Direction -
Extract every line of the listing below and reproduce each one unchanged, leaving the pictures out of your answer.

Data shown -
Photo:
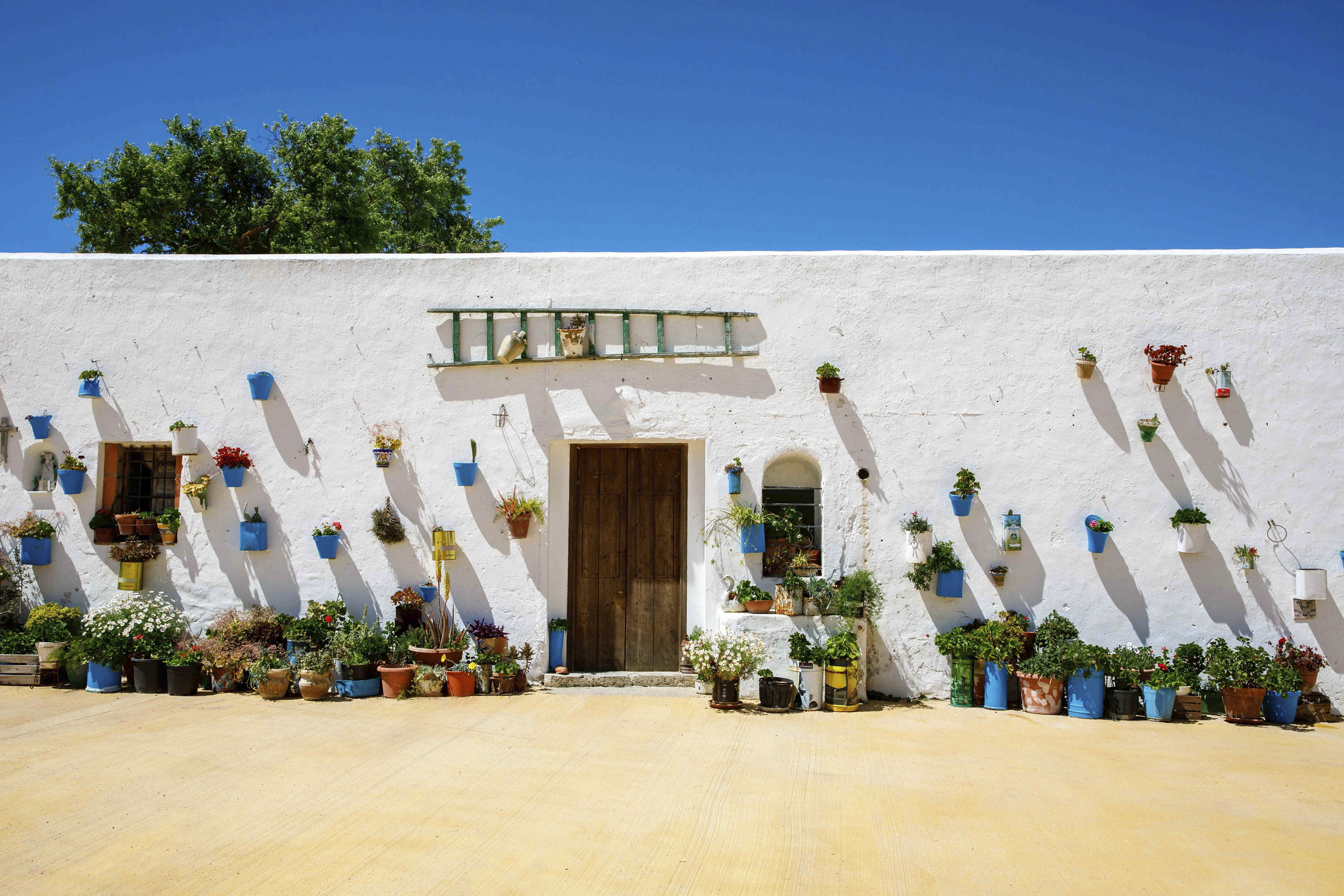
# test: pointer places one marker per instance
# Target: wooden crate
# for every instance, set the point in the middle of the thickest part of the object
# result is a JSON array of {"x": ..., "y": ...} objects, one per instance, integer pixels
[{"x": 18, "y": 668}]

Output for this exercise -
Photo:
# test: pointer places one marker per instance
# Target: wooden crate
# for every instance, set the point in the middle of the thickest part of the object
# result is a JSON array of {"x": ..., "y": ...} objects, one per instance, integer pixels
[{"x": 18, "y": 668}]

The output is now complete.